Migrants: jusqu’à 70.000 pourraient être «pris au piège» en Grèce

Des réfugiés attendent à la frontière entre la Grèce et la Macédoine à Idomeni, le 28 février 2016 Photo LOUISA GOULIAMAKI. AFP

Des réfugiés attendent à la frontière entre la Grèce et la Macédoine à Idomeni, le 28 février 2016 Photo LOUISA GOULIAMAKI. AFP

La Grèce a averti dimanche que le nombre de migrants bloqués sur son territoire risquait de tripler en mars, pour atteindre le chiffre de 70.000 personnes, en raison des quotas imposés par les pays des Balkans aux candidats à l’établissement en Europe occidentale.

«Selon nos estimations, le nombre de ceux qui seront pris au piège dans notre pays s’établira entre 50.000 et 70.000 personne le mois prochain», a déclaré le ministre grec de la Politique migratoire, Yiannis Mouzalas.

«Aujourd’hui, il y a 22.000 réfugiés et migrants» en Grèce, a-t-il dit dans une interview télévisée à la chaîne Mega Channel.

Et environ 6.500 d’entre eux étaient bloqués dimanche dans un camp de fortune installé près du village d’Idomeni, dans le nord de la Grèce, à la frontière macédonienne. La veille, les autorités de Skopje n’ont laissé passer que 300 personnes par ce poste-frontière. Aucune ne l’avait traversée dimanche en milieu d’après-midi.

Et ils étaient des dizaines — hommes, certains avec leurs enfants dans les bras, et femmes — à manifester dimanche, allongés sur les rails, pour exiger l’ouverture du point de passage.

Idomeni s’est transformé en goulot d’étranglement après la décision, la semaine dernière, de Skopje de refuser l’accès à son territoire aux Afghans et de renforcer le contrôle des documents d’identité pour les Syriens et Irakiens.

◆ **Données de l'exercice**

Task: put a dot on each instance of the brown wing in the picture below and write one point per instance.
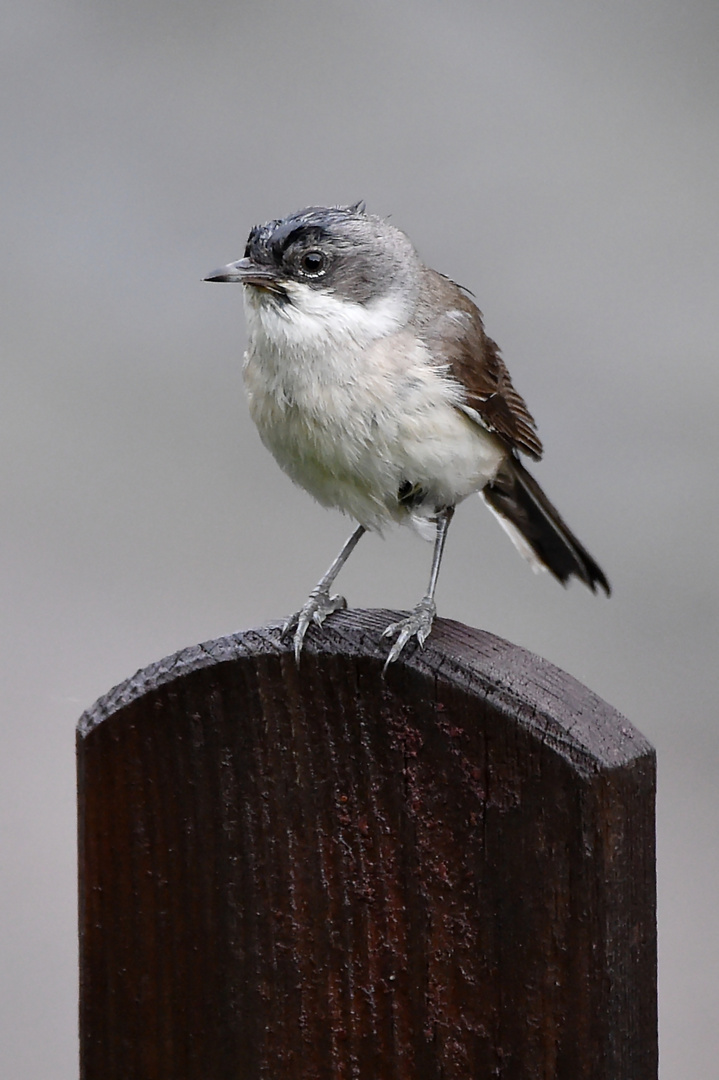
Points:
(458, 339)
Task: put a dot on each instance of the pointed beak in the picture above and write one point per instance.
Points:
(247, 273)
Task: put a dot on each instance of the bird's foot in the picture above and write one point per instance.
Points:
(319, 605)
(418, 624)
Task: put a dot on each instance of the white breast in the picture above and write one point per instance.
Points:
(351, 406)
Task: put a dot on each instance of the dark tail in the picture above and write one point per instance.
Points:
(537, 528)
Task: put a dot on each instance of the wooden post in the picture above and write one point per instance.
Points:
(323, 874)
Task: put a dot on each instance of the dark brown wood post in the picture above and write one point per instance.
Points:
(323, 874)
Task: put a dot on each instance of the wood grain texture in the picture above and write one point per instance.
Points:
(319, 873)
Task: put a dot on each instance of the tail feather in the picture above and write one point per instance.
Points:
(538, 529)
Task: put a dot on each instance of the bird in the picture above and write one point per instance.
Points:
(372, 382)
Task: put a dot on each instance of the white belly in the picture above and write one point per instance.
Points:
(354, 422)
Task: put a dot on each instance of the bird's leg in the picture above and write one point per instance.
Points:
(419, 623)
(320, 604)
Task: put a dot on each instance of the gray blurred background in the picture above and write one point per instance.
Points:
(561, 160)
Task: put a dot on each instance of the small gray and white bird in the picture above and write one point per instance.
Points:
(371, 380)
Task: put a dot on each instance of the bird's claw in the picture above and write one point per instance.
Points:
(417, 624)
(317, 606)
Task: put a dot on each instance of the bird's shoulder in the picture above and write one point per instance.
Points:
(451, 326)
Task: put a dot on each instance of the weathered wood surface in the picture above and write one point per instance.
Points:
(324, 874)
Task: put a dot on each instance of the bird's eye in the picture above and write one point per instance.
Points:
(313, 262)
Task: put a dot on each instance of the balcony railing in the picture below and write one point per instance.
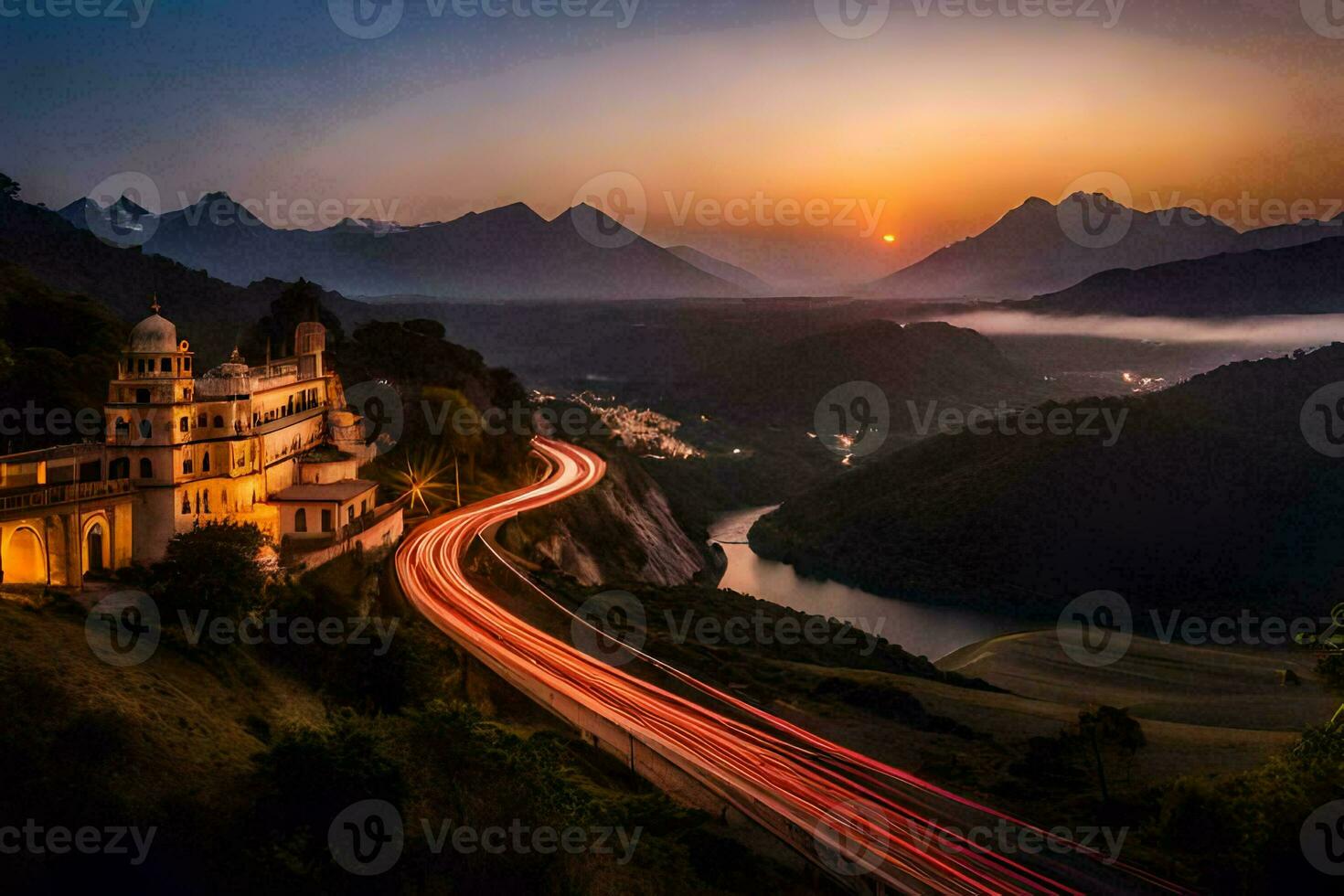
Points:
(40, 496)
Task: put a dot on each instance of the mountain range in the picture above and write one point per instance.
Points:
(1210, 495)
(1031, 251)
(499, 254)
(1298, 280)
(210, 314)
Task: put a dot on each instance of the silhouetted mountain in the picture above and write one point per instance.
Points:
(1029, 251)
(723, 271)
(930, 361)
(1298, 280)
(208, 312)
(1210, 496)
(503, 252)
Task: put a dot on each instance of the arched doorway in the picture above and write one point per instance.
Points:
(23, 561)
(94, 547)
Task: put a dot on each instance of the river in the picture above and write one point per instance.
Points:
(921, 629)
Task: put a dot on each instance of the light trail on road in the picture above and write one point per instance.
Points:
(869, 822)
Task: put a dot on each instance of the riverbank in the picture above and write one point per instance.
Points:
(923, 629)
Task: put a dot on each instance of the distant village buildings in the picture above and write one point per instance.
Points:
(271, 445)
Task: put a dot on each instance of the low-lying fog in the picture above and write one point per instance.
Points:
(1298, 331)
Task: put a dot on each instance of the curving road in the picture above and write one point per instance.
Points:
(866, 824)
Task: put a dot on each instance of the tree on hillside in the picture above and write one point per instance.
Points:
(1110, 730)
(222, 569)
(302, 301)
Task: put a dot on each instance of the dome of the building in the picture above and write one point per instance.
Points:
(155, 335)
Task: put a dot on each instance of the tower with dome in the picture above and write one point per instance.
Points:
(266, 443)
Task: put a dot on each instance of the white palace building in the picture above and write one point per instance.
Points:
(271, 445)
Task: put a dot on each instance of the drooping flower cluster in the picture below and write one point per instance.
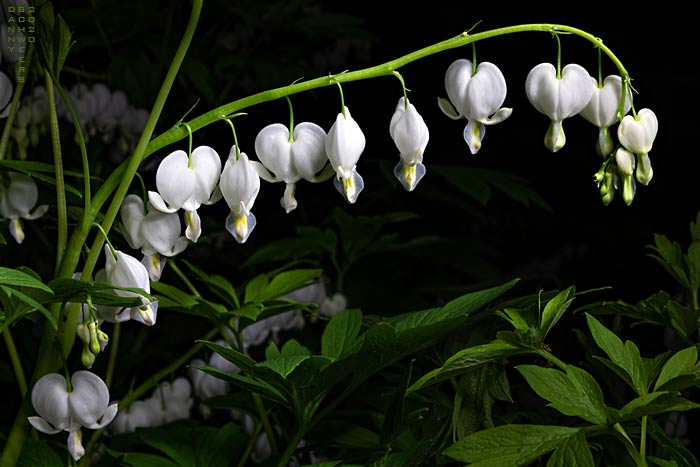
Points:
(83, 404)
(475, 93)
(123, 270)
(103, 113)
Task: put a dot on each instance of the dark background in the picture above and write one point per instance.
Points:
(246, 47)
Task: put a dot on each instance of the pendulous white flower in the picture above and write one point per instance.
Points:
(637, 134)
(344, 145)
(18, 196)
(155, 233)
(410, 135)
(625, 169)
(291, 157)
(602, 109)
(86, 405)
(558, 97)
(240, 185)
(187, 183)
(477, 95)
(123, 270)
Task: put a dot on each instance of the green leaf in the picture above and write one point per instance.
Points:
(284, 365)
(681, 363)
(340, 333)
(255, 288)
(39, 453)
(460, 306)
(693, 262)
(19, 278)
(626, 356)
(573, 451)
(670, 256)
(464, 361)
(554, 309)
(509, 445)
(573, 393)
(30, 301)
(655, 403)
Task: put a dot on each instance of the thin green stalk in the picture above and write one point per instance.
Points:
(179, 132)
(133, 164)
(149, 384)
(46, 360)
(113, 352)
(176, 134)
(292, 446)
(265, 422)
(622, 435)
(62, 212)
(14, 360)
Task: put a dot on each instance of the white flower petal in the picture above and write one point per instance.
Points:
(240, 183)
(308, 150)
(206, 165)
(50, 400)
(345, 142)
(176, 181)
(89, 399)
(273, 148)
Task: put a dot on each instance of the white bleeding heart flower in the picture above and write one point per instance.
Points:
(85, 406)
(123, 270)
(187, 183)
(476, 95)
(240, 185)
(18, 196)
(292, 157)
(344, 145)
(637, 134)
(411, 135)
(602, 110)
(625, 169)
(558, 97)
(155, 233)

◆ **Énoncé A**
D'après l'article sur les migrants bloqués en Grèce, combien de personnes les autorités de Skopje ont-elles laissé passer par le poste-frontière d'Idomeni la veille ?
◆ **Énoncé B**
Ajoutez 56 à chaque coordonnée figurant dans les réponses des enregistrements, de la ligne contenant « Task: put a dot on each instance of the white flower » jusqu'à la fin des enregistrements incluse. Réécrivez toutes ces lignes, consignes comprises.

◆ **Réponse complète A**
Les autorités de Skopje n'ont laissé passer que 300 personnes.

◆ **Réponse complète B**
Task: put a dot on each instance of the white flower petal in the picture above and write one point per instance.
Points:
(296, 239)
(364, 206)
(262, 221)
(106, 456)
(401, 198)
(232, 237)
(145, 455)
(329, 204)
Task: put a dot on each instance of the white bleeding heart flower in the picture above and write one point per instance.
Points:
(141, 462)
(179, 326)
(243, 239)
(532, 151)
(296, 241)
(74, 252)
(348, 213)
(400, 201)
(693, 190)
(467, 191)
(658, 166)
(681, 225)
(614, 153)
(211, 289)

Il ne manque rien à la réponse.